═══ Document text
I’m having a day out with my mom and aunt, and we go to a mall I haven’t been to before. My aunt is excited to show us the animal adoption center inside, so we walk in to look over the cats.

Almost immediately I find a small, sandy-colored kitten who looks exactly like my cat did when he was a kitten. Between already not being in a super good mood that day and still hurting from the loss of my lifelong pet — he was a year old when I was born and he lived to be 19 — I immediately start to cry as the kitten reaches for me through the cage bars.

Seeing me cry and repeat, “He looks just like [My Cat],” as I pet him through the cage, my mom and aunt immediately go to ask if we could see him. The employees, though acting friendly, are adamant about refusing, since, “he’s new [there],” but eventually they take him out to let me play with him for a bit. While I pet and let him crawl on my shoulders, my mom and aunt are talking with one of the girls about adopting when I am out of earshot.

The other girl sitting with me keeps getting more and more eager to take him back from me, and acting as though I am planning on drop-kicking him. She keeps up a constant repeating of, “Be careful!” until I hand him back myself. At this point I want to leave because I am embarrassed for crying, and the employees are all looking at me like I asked how long it takes to drive to the moon.

Later on, my mom apologizes and says she was planning on getting the cat, and even my aunt wanted to pay half the adoption fee because she felt so bad, but the one employee refused, saying he was not yet adoptable and that he would be ready in about a week or two after he finished all of his checkups and vaccinations. She says it had to be done through them and only them for the whole cat’s life, which sounds sketchy to me.
══════
═══ Record extracts
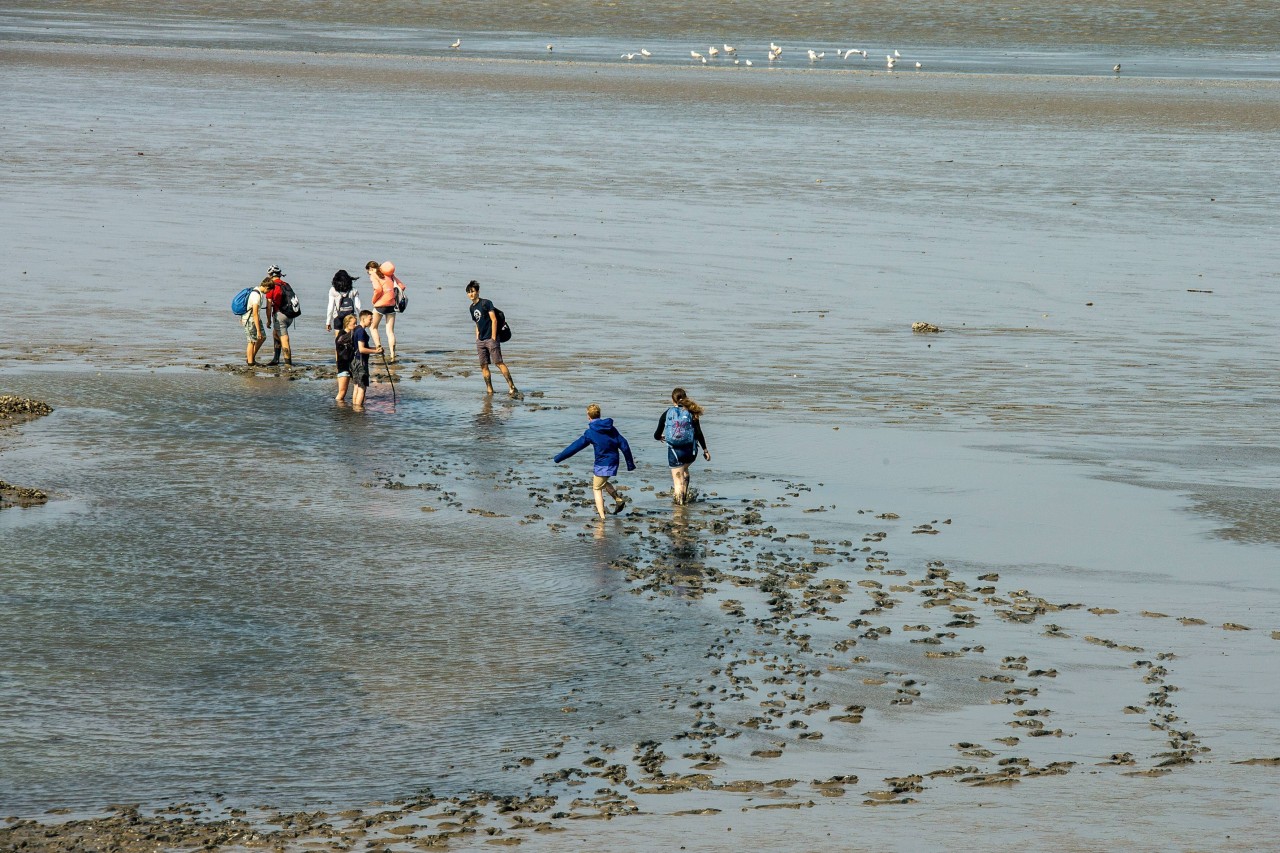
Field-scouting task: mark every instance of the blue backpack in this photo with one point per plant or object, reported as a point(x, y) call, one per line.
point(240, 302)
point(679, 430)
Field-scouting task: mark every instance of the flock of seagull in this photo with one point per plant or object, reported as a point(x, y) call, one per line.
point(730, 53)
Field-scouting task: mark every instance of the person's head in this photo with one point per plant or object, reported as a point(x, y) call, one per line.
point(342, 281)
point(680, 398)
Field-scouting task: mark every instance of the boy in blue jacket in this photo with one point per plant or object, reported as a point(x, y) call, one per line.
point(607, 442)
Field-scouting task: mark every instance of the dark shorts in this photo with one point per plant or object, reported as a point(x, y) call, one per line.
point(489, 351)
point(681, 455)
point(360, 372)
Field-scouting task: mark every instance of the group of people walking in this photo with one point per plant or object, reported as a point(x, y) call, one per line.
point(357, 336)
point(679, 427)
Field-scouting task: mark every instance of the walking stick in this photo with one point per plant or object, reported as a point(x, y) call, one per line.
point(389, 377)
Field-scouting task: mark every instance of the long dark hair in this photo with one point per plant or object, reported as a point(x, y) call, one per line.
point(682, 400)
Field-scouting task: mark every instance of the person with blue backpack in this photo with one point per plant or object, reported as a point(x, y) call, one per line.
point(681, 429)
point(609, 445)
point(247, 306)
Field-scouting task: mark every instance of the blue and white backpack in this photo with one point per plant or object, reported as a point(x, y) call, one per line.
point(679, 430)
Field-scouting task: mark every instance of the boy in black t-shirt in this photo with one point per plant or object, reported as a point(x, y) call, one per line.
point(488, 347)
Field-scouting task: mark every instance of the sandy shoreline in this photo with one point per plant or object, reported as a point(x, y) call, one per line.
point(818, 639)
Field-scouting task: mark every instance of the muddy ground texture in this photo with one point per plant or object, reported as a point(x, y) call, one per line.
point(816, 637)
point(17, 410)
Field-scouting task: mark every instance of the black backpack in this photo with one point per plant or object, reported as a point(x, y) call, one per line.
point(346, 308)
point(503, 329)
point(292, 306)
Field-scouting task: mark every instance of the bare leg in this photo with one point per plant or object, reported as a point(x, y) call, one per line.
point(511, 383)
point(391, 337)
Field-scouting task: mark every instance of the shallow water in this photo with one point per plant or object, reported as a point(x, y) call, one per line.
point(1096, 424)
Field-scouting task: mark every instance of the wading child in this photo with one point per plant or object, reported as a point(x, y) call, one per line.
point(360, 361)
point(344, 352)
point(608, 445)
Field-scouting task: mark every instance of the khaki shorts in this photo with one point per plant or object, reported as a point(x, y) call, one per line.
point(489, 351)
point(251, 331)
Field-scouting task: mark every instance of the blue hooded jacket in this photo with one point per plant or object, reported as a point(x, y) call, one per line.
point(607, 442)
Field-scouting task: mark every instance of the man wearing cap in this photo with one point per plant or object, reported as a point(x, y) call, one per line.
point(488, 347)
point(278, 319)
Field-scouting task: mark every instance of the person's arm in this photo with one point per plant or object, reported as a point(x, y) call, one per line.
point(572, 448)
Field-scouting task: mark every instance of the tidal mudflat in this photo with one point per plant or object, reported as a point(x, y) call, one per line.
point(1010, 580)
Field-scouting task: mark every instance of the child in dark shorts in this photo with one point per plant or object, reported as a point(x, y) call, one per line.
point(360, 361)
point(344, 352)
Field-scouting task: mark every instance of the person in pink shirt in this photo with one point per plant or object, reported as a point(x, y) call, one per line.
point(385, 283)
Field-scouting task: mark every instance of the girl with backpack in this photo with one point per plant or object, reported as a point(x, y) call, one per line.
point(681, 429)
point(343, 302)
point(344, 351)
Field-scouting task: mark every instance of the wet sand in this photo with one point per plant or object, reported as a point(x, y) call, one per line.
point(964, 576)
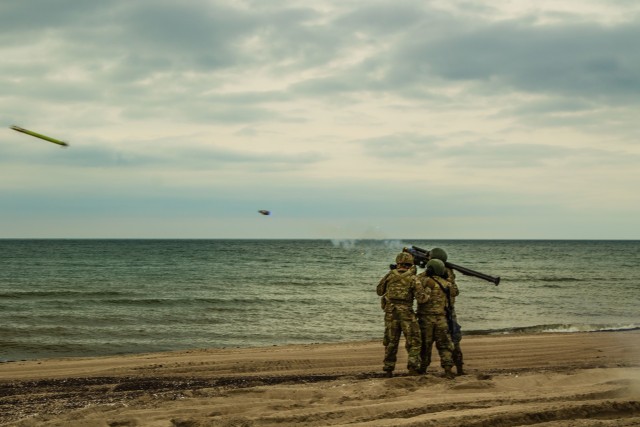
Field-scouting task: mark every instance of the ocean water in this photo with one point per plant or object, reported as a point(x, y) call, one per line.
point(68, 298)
══════
Copy out the passage of the kitten story from "I’m having a" up to and including "the cage bars.".

» Output below
I’m having a day out with my mom and aunt, and we go to a mall I haven’t been to before. My aunt is excited to show us the animal adoption center inside, so we walk in to look over the cats.

Almost immediately I find a small, sandy-colored kitten who looks exactly like my cat did when he was a kitten. Between already not being in a super good mood that day and still hurting from the loss of my lifelong pet — he was a year old when I was born and he lived to be 19 — I immediately start to cry as the kitten reaches for me through the cage bars.